— Begin INPUT FOR THIS TASK —

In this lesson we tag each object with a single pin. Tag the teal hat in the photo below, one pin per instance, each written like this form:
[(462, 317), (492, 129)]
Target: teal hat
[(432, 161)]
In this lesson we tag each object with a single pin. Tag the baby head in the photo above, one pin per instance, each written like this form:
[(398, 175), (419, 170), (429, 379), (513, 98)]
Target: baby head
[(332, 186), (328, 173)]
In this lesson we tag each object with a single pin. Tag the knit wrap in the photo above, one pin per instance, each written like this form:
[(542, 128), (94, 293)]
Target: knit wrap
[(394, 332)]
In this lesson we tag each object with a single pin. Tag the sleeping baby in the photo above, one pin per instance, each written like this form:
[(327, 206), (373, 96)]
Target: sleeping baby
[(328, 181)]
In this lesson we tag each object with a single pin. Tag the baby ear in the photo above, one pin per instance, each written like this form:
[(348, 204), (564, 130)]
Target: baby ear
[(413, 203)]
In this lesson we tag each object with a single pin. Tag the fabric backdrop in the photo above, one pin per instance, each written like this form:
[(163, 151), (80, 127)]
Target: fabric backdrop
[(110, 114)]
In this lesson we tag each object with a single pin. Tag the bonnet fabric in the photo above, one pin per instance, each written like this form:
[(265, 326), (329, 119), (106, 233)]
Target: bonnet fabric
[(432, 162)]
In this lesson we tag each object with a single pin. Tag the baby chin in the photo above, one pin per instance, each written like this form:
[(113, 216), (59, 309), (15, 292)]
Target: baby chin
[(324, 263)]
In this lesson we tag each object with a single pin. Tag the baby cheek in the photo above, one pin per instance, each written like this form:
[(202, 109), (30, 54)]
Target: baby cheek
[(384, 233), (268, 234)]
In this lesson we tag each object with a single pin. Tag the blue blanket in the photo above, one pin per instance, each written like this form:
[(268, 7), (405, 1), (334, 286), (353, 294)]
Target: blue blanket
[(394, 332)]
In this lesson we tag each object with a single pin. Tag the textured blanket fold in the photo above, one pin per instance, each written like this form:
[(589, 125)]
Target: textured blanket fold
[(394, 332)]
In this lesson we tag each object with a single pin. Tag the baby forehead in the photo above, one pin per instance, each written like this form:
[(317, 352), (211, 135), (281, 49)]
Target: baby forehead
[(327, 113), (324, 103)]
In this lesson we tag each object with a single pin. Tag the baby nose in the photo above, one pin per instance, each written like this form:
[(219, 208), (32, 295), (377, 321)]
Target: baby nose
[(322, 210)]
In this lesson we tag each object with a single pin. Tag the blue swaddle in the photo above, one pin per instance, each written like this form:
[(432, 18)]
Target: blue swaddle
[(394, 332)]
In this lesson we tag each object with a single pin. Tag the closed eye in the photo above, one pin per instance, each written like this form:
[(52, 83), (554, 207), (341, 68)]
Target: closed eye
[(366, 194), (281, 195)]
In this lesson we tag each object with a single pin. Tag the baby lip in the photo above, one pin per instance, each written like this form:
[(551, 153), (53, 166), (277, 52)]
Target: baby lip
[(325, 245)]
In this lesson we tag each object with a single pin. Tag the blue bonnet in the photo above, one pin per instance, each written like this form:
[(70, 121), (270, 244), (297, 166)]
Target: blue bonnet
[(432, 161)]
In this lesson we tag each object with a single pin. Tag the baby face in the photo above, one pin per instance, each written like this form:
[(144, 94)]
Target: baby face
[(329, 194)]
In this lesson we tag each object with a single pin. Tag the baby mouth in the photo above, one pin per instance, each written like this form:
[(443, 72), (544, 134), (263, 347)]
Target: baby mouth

— End INPUT FOR THIS TASK —

Reproduce every one of the records above, character for character.

FINISHED ANSWER.
In this lesson we tag each object with a single pin. Tag the teal hat in the photo below, one pin per instance, each written like this form:
[(462, 317), (492, 129)]
Target: teal hat
[(432, 161)]
In this lesson we tag each object with a single pin. Tag the baby head in the photo above, one pin per instance, each written like this form:
[(398, 175), (419, 170), (429, 379), (513, 98)]
Target: baby head
[(332, 186), (328, 173)]
In this lesson we tag each object with a single pin. Tag the knit wrap in the photo above, one pin per instance, each written like this form:
[(542, 128), (94, 293)]
Target: knit wrap
[(394, 332)]
In this lesson we tag each object with a single pin. Tag the sleeping baby in the photo above, one pin per instance, each written like this form:
[(327, 206), (373, 96)]
Target: sleeping baby
[(328, 181)]
In this lesson we tag each object with a single pin. Tag the baby ear in the photo above, one pin per instance, each written like this form:
[(348, 204), (564, 130)]
Target: baby ear
[(413, 203)]
In this lesson we tag each object with a single pin. Tag the fabric backdrop in the photo above, one pin per instance, each written like this form:
[(163, 151), (80, 127)]
Target: fabric backdrop
[(110, 114)]
In this lesson we tag each object with a single pin. Tag the bonnet fabric in the photo above, one pin per instance, each written like this form:
[(265, 326), (329, 119), (106, 233)]
Target: bonnet fabric
[(432, 162)]
In this lesson we tag each object with a single pin. Tag the baby chin in the photo above, one pin per instance, each written like this form:
[(113, 216), (59, 309), (15, 292)]
Target: baby chin
[(324, 263)]
In this lesson we tag each object with a single pin. Tag the baby cheek in the photo above, one pin per instance, each written like this form:
[(202, 109), (30, 54)]
Target: baby cheek
[(384, 233), (268, 234)]
In this lesson we tag each object with a single pin. Tag the blue blanket in the photo above, one pin per instance, each written like this form:
[(268, 7), (405, 1), (334, 286), (353, 294)]
Target: blue blanket
[(394, 332)]
In this lesson we tag each object with a single pin. Tag the textured blanket fold in the photo above, one pin per instance, each written like this form:
[(589, 125)]
Target: textured blanket fold
[(394, 332)]
In this lesson we tag each object with a single pin. Tag the baby forehead in the photo above, one pin per instance, each written like this form:
[(317, 352), (211, 135), (281, 49)]
Target: baby forehead
[(327, 113), (324, 103)]
In this lesson we tag each object with a single pin. Tag the baby nose in the photo above, one pin per instance, each written like this form:
[(219, 208), (32, 295), (377, 321)]
Target: baby nose
[(322, 210)]
In this lesson we tag each object with a single pin. Tag the blue swaddle in the photo above, one pin per instance, each written like this form:
[(432, 18)]
Target: blue swaddle
[(394, 332)]
In this lesson we tag each object with a single pin. Tag the closed eye in the photo above, one pin per instance, each written like this form:
[(52, 83), (554, 207), (341, 68)]
Target: closed eye
[(366, 194), (281, 195)]
In this lesson we tag each object with a single pin. Tag the baby lip in the photo above, one pin per instance, each written like this form:
[(551, 153), (53, 166), (277, 52)]
Target: baby lip
[(325, 245)]
In this lesson we tag each object with a single pin. Tag the blue bonnet in the photo above, one pin per instance, each written like this form:
[(70, 121), (270, 244), (297, 166)]
Target: blue bonnet
[(432, 161)]
In this lesson we tag each object with a single pin. Tag the baby face in the photo above, one pin per instance, each written like this form:
[(144, 94)]
Target: baby face
[(329, 194)]
In this lesson we tag each object with a single pin. Tag the baby mouth in the photo above, one pin per instance, each written like this form:
[(443, 72), (544, 134), (263, 347)]
Target: baby mouth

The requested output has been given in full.